### SOURCE INFORMATION ###

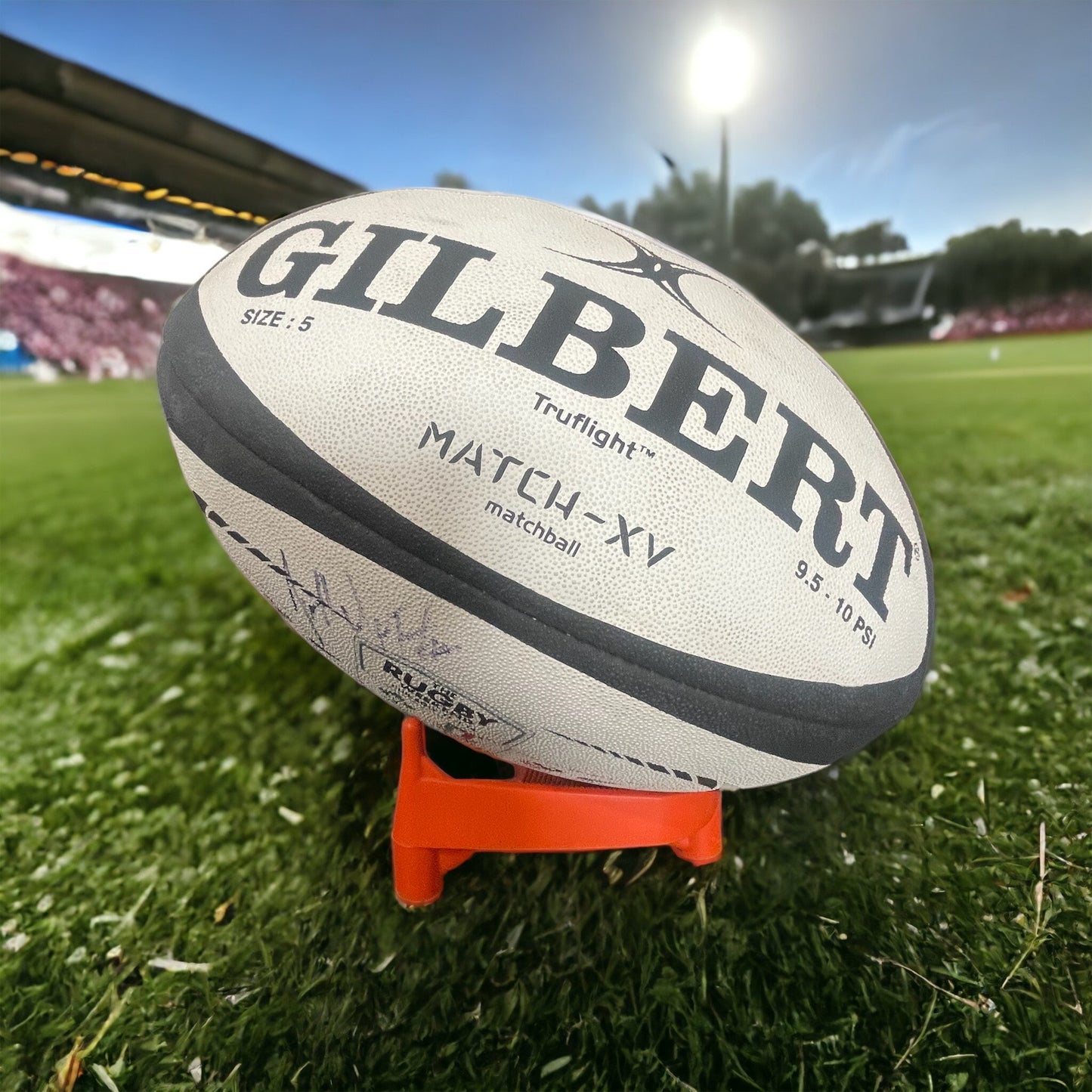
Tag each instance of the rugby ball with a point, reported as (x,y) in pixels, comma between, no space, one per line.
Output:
(559,490)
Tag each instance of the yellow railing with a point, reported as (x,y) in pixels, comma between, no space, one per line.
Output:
(159,194)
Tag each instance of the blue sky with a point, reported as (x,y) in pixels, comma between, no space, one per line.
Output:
(942,115)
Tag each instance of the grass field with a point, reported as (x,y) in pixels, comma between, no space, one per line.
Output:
(163,732)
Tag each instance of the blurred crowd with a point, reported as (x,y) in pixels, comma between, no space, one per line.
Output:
(1069,311)
(102,326)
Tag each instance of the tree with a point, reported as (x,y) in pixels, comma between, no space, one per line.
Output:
(871,240)
(770,223)
(996,265)
(451,181)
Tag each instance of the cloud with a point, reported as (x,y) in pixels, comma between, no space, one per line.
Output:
(900,141)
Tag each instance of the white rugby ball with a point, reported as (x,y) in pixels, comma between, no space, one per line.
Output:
(559,490)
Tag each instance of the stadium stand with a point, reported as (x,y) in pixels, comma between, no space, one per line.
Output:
(1042,314)
(875,304)
(76,141)
(107,326)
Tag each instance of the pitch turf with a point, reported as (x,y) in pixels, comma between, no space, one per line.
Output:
(163,732)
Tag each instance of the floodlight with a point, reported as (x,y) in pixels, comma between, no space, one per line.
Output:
(721,70)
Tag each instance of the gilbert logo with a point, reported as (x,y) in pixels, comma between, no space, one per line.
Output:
(843,500)
(662,272)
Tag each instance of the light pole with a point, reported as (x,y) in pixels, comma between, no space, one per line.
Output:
(721,73)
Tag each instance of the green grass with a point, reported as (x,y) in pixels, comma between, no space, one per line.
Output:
(879,930)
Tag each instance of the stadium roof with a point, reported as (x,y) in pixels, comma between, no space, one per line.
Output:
(54,114)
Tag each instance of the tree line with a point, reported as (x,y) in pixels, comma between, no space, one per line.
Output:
(782,247)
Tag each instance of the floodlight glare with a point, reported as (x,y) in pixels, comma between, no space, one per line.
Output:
(722,69)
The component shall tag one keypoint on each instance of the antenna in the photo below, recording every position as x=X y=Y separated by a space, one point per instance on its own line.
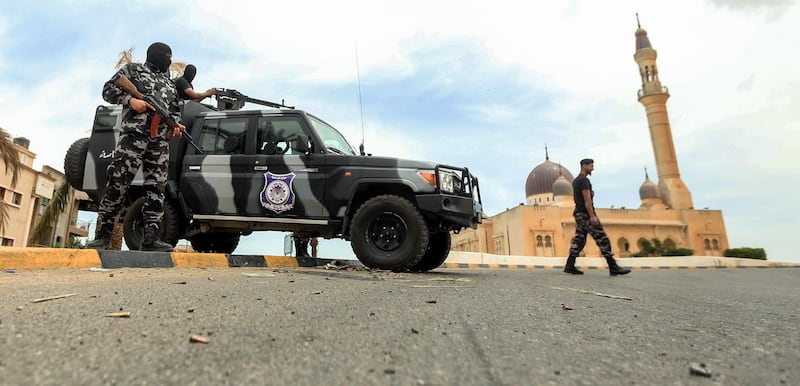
x=360 y=105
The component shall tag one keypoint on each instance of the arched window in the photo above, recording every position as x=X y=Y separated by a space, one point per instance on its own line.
x=642 y=243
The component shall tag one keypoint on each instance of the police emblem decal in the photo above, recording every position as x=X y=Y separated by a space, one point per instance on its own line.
x=278 y=192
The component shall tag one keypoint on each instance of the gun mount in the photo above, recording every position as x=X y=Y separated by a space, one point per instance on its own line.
x=230 y=99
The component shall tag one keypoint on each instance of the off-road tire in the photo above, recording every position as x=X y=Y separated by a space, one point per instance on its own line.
x=215 y=242
x=75 y=161
x=388 y=232
x=438 y=249
x=170 y=230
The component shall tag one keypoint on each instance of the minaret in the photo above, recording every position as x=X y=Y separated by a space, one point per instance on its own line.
x=654 y=97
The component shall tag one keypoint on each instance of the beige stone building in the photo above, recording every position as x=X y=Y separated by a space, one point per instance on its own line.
x=544 y=225
x=27 y=200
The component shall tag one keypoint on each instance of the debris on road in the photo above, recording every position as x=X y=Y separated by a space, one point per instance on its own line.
x=52 y=298
x=699 y=370
x=123 y=314
x=258 y=275
x=594 y=293
x=198 y=339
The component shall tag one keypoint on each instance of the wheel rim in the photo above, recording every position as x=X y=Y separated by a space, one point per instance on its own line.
x=387 y=232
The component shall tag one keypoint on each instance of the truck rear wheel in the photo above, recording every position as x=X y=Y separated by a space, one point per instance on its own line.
x=438 y=249
x=75 y=161
x=215 y=242
x=170 y=230
x=388 y=232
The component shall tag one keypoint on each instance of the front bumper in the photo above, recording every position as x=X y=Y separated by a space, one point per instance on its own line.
x=450 y=209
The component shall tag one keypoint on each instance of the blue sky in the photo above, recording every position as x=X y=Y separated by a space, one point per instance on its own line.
x=484 y=85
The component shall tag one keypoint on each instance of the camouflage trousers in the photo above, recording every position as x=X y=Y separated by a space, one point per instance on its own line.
x=133 y=151
x=583 y=228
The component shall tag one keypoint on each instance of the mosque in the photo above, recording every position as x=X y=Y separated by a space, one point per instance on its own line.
x=544 y=225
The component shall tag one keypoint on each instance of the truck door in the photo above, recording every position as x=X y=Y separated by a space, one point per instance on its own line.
x=211 y=181
x=284 y=182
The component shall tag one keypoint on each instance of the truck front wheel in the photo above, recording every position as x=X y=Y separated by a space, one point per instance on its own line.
x=388 y=232
x=170 y=230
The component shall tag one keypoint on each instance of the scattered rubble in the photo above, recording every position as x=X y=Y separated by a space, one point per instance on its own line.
x=52 y=298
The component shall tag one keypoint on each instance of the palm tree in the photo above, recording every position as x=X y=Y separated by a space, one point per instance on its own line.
x=51 y=213
x=10 y=157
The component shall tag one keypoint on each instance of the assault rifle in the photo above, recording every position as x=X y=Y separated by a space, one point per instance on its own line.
x=230 y=99
x=161 y=110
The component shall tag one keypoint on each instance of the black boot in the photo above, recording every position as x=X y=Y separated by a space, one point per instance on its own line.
x=570 y=266
x=615 y=269
x=151 y=241
x=102 y=238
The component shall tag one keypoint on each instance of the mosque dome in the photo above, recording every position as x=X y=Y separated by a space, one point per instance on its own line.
x=562 y=187
x=541 y=178
x=649 y=189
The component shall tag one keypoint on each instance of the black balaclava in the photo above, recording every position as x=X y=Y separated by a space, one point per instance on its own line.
x=189 y=72
x=159 y=55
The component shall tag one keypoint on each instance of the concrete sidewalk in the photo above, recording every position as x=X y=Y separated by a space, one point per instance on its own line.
x=12 y=258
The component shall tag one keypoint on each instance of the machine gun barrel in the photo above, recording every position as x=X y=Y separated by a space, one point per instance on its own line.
x=230 y=99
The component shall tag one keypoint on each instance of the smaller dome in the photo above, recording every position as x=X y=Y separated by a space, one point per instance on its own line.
x=562 y=187
x=649 y=189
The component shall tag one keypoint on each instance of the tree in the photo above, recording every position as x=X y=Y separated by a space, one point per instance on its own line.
x=52 y=212
x=10 y=157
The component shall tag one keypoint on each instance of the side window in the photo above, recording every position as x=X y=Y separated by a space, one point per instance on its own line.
x=224 y=136
x=278 y=135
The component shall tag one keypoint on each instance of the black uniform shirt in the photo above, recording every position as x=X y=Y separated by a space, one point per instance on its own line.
x=579 y=184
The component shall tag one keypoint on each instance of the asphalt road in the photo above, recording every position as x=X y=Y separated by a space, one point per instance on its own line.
x=447 y=327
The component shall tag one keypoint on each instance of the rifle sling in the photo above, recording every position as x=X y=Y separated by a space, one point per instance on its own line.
x=154 y=122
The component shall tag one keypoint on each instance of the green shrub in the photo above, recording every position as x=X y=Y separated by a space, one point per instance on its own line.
x=746 y=253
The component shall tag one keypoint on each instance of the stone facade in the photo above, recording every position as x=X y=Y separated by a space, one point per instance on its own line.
x=544 y=226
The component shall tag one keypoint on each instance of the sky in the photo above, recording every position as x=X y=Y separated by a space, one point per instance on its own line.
x=486 y=85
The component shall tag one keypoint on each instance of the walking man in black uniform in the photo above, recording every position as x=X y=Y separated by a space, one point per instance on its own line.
x=137 y=147
x=586 y=222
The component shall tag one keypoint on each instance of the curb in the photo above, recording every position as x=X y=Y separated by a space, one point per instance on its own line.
x=23 y=258
x=62 y=258
x=633 y=268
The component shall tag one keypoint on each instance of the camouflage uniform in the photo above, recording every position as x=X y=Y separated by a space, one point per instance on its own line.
x=582 y=228
x=135 y=147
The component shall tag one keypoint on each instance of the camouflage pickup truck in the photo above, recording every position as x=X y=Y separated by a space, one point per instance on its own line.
x=283 y=169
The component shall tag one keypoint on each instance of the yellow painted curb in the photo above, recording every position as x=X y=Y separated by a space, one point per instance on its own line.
x=281 y=261
x=199 y=260
x=48 y=258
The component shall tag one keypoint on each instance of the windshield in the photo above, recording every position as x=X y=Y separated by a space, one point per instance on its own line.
x=333 y=140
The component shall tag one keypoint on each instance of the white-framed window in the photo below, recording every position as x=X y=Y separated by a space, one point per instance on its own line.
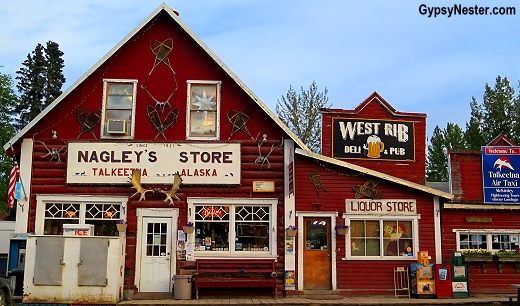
x=490 y=240
x=388 y=237
x=118 y=113
x=52 y=211
x=203 y=110
x=233 y=226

###

HOW TO COMPLETE THIS TASK – Filter the entries above and copy only the lines that hold "grass".

RESPONSE TO THE TASK –
Tag each instance of the grass field with a point, reported as (x,y) in pixels, comma between, no space, one per line.
Tag each instance of the green grass with a point, reported as (x,y) in pixels, comma between, no space, one per line.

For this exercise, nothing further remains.